> [AIM OF THE EXERCISE]
Tell whether each statement below agrees with the containerd migration plan. Answer yes or no and quote the words of the plan that decide it.
1. The serviceops team announced the results of the engine evaluation in February 2024.
2. The plan calls for packaging containerd from bullseye for bookworm.
3. The plan upgrades the staging nodes once the package is on apt.wikimedia.org.

Per T269684 we need to move away from docker. In February 2024, the serviceops team announced the results of the evaluation of the candidate replacement engines. Results and criteria have been documented in Kubernetes/CRE. The chosen container runtime engine was containerd. This task describes the plan for the migration and tracks the migration process itself
Plan
containerd upgrade
- Package and build containerd from bookworm for bullseye. The reason for this is various configuration directives that exist in the version in bookworm are referenced in the kubernetes upstream docs. See https://kubernetes.io/docs/setup/production-environment/container-runtimes/#containerd. It also makes the migration to 1.25 kubernetes (T341984) a tad easier.
- Upload package to apt.wikimedia.org, upgrade staging nodes
- Upgrade all clusters to the newer containerd.

> [DATASET EXCERPT]
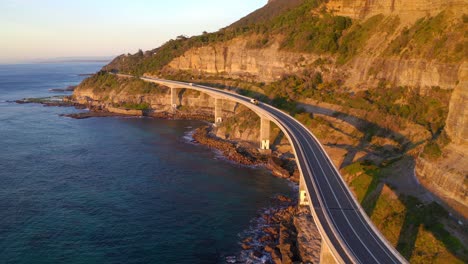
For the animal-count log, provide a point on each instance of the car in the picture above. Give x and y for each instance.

> [RESPONSE BELOW]
1. Yes: "In February 2024, the serviceops team announced the results of the evaluation of the candidate replacement engines."
2. No: "Package and build containerd from bookworm for bullseye."
3. Yes: "Upload package to apt.wikimedia.org, upgrade staging nodes"